I am thinking a lot about one of our priests slowly recovering from heart surgery; I don’t want to "lose" him, but I wonder what the Lord wants? I tell Him what I want in any case! I think of Father Louis at home now with his family, his father having just passed away only two months after his mother died.

Meanwhile, one of our pioneers, Joe Walker, has just died. At age 90, after a long life serving the Lord, he was ready to go.

As I write, it’s the peak of our season for guests. As always throughout our MH history, they mostly come with serious reasons for being here, and it is a beautiful privilege to get to know them a little and to pray for them.

I’m also concerned about the carrots at St. Mary’s, where I garden early mornings in the summer. The weeds are awful this year, and in their early stages, carrots are the demure, delicate crop of the gardens.

They start from microscopic seeds which produce a couple of little feathery green things that are supposed to pass as leaves and begin the process of manufacturing carrot root for the winter. They need lots of attention just now in the face of space-devouring weeds without number.

• Supplied data:
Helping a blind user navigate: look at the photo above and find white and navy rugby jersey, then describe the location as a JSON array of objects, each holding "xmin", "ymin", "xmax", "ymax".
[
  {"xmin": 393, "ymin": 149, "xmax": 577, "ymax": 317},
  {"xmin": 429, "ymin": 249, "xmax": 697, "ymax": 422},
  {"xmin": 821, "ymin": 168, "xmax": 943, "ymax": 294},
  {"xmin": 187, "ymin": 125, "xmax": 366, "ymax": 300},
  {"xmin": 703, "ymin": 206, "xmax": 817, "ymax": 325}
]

• What you will do:
Write the next part of the passage about the priests, guests, and carrot garden at St. Mary's, starting after its last sentence.

• Response area:
And I have a lot of more serious concerns still, mainly centering around people I love or the community and its spirit that I am responsible for (along with many others, thank God!).

Then there’s my family, whom I can see only once a year, and then there’s the world at large in various dimensions that I won’t list here. And so, I turn to the Lord in faith.

What happens if I choose to do this rather than daydream or wish at least some of my life away? Well, my prayer is more intense, for starters. At times I have to fight to stay present to the day as it is, and this isn’t always easy.

But faith lifts my heart and spirit to the Lord himself, and if there is one image that is most constant for me, it is that of Jesus on the Cross—alive, compassionate, looking at me with such deep peace. It is the face of One who is victorious.

Today he leads me to his word from the liturgy: the crossing of the Red Sea from Exodus 14, and Jesus calling brother and sister and mother those who do the Father’s will (Matthew 12:46ff).

I realize that I do indeed believe that by my obedience to my Father today, someone, somewhere, and hopefully many, will "cross over," or at least take a step towards that greater freedom of spirit the Gospel gives.

I don’t know how I have come to believe this, but I have it in my heart as something certain and sure. Not that I see it happen every day, but I believe the One who triumphed on the Cross is at work every day.

He penetrates from within the sufferings and trials of life to obtain salvation for many, and my life’s offering is a doorway for this to happen.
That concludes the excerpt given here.